▶ **PAGE EXTRACT**

(begin)

The Brit Awards are over and now everybody wants to get the heck away from here. Right now the coppers are too busy with crowd control to tell us to move. I’m hoping that Lou will successfully extricate herself and find her way here to my pin with her sewing machine before the rush finishes and the guys in Hi-Vis have the headspace to come and tell us all that we aren’t allowed to be here. This is very much as close as I’m likely to easily be able to get and once I’m back in the flow of traffic it’ll be a lottery with no way to control pick-up location. I should have brought my chauffeur hat. Makes me look more authentic.

It’s 11pm. Two hours drive to Brighton. I’m already pretty tired although I let myself have late coffee and today was not particularly strenuous. I went to Hampstead and looked at a mattress. I decided it was too heavy to take without help. I went for a little walk and then drove home again. And scene.

Writing this now is a break with tradition but I have a feeling I’ll be exhausted by the time I get to Brighton and the other option is to sit here fretting about getting fined and listening to Ash Sarkar getting angry about capitalism on Radio 4. It was an interesting programme, but in the end I just started getting pissed off about the fact that I’m still in a position where two day’s work cold calling is something I say yes to.

I’m still waiting on the confirmation deposit for the Majorca drive later this month. Something I can’t afford to look forward to until I’m certain. There has been a great deal of disappointment recently. I’m learning to hold my hopes lightly.

(end)

▶ **SUPPLIED INFORMATION**
(begin)

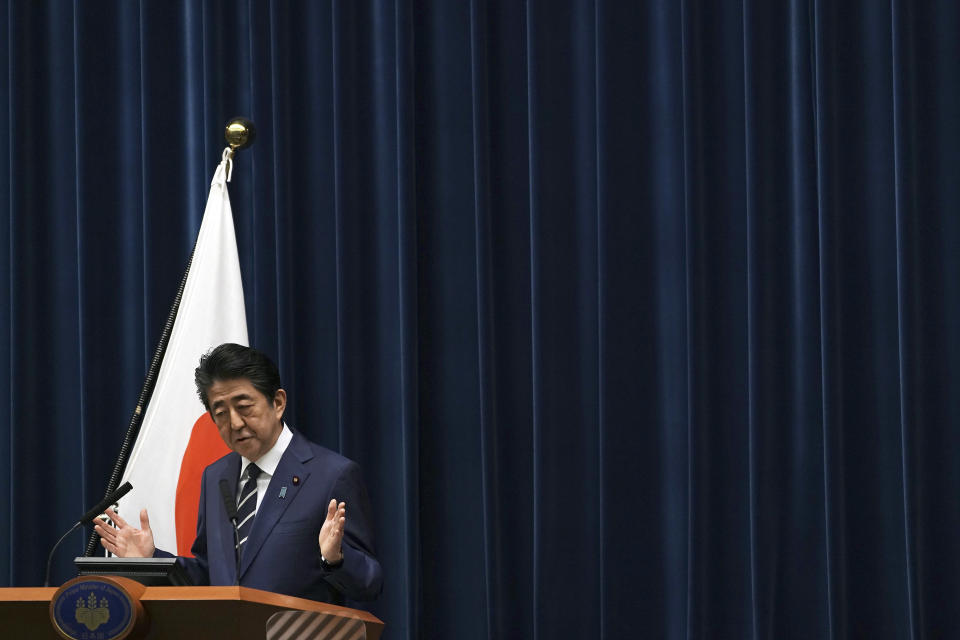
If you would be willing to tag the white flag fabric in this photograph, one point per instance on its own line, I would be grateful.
(177, 438)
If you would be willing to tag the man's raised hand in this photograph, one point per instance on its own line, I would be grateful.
(126, 541)
(331, 533)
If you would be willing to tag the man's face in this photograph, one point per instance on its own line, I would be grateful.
(248, 423)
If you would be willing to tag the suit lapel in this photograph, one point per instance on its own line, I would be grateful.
(273, 506)
(231, 474)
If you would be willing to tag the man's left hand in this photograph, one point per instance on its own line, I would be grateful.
(331, 533)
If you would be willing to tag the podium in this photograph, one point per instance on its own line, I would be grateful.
(191, 612)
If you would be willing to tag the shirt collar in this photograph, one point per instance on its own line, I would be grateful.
(268, 462)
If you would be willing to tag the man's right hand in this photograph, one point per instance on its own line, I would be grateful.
(126, 541)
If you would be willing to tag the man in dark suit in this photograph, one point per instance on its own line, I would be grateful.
(295, 537)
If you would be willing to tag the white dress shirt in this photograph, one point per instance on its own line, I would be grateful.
(268, 465)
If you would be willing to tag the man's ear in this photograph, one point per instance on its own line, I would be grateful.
(280, 403)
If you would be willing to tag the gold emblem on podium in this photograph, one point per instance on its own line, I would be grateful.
(92, 614)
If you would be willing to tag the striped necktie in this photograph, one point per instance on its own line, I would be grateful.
(247, 508)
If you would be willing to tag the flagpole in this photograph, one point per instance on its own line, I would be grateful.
(239, 134)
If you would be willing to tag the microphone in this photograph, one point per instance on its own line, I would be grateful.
(230, 504)
(87, 517)
(106, 502)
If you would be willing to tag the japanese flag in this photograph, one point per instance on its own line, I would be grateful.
(178, 438)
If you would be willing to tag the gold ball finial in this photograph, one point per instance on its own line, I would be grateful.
(240, 133)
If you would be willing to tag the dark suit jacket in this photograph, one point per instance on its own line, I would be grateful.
(282, 553)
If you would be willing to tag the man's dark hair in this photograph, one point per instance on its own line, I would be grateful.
(234, 361)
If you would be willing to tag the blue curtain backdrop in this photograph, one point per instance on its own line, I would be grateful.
(641, 317)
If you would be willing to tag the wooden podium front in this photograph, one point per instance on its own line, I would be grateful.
(179, 612)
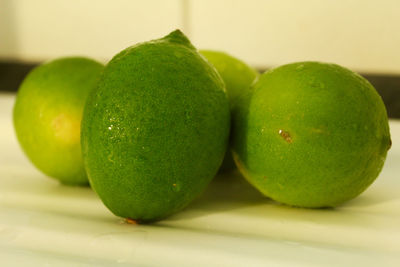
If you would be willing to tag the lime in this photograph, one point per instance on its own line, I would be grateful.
(311, 134)
(155, 131)
(237, 76)
(47, 116)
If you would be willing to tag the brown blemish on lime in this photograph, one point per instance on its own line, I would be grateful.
(285, 135)
(131, 221)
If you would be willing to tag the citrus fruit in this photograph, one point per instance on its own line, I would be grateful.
(237, 76)
(155, 130)
(47, 116)
(311, 134)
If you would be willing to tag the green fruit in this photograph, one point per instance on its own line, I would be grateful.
(237, 76)
(47, 116)
(311, 134)
(155, 131)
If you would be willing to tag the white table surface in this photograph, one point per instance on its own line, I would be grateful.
(43, 223)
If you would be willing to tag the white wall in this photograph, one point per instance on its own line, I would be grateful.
(361, 34)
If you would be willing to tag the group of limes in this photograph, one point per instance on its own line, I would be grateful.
(151, 128)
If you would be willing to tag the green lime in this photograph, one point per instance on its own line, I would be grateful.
(311, 134)
(155, 131)
(47, 116)
(237, 76)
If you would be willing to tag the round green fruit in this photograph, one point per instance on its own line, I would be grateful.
(237, 76)
(311, 134)
(155, 131)
(47, 116)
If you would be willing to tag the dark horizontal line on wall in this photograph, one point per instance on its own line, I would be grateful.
(388, 86)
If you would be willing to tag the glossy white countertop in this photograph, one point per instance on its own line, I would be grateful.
(43, 223)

(end)

▶ **TO DO**
1/ Retype the diary entry word for word, starting at the words "Writing this now" and stopping after "say yes to.".
2/ In the diary entry, what did the writer go to Hampstead to look at?
3/ Carry on the diary entry about the Brit Awards pickup, picking up right after its last sentence.
The records aren't needed for any of this.

▶ **ANSWERS FOR THE EXERCISE**
1/
Writing this now is a break with tradition but I have a feeling I’ll be exhausted by the time I get to Brighton and the other option is to sit here fretting about getting fined and listening to Ash Sarkar getting angry about capitalism on Radio 4. It was an interesting programme, but in the end I just started getting pissed off about the fact that I’m still in a position where two day’s work cold calling is something I say yes to.

2/ A mattress.

3/
Five past eleven and Lou just messaged… Hopefully soon. I’m gonna get my head back into driving mode. I am hungry. Should’ve thought of that…

O2 suffocation

I finished work at lunchtime in Barking. Lou was at the O2 doing wardrobe for The Brits so I figured I’d chance it and drive over there in case she got a lunch break. Down through the Blackwall Tunnel and up through the roadworks and barriers, past the angry looking men in hard hats, to the vast dead alien maggot with its little spiky yellow legs. The roof blew off when someone coughed last winter but they’ve stuck it back on with sellotape. It’s all still functional. Six pounds in the car park for two hours and it’ll take you that long to find the pedestrian exit. Then you get to walk hours through flattened concrete bullshit. On your left a faceless and characterless commercial establishment. On your right a faceless and characterless commercial establishment.

I went to Wagamama’s which is basically Macdonald’s for noodles. Lou was chained to the sewing machine which I half expected, so I ordered a ginger chicken udon and gyoza on my own. I put them into my face with chopsticks while looking out over that concrete hellscape at all the sad looking people stumping through the gray. I felt like the woman with the egg sandwich at the start of Withnail and I. For a while I contemplated staying in the area until she finished work, but then I remembered that we are only alive for a limited amount of time. Added to that, the car park continues to charge you for being there. Honestly, they should pay us by the minute to be there. I decided to pour no more of my precious life into that hole.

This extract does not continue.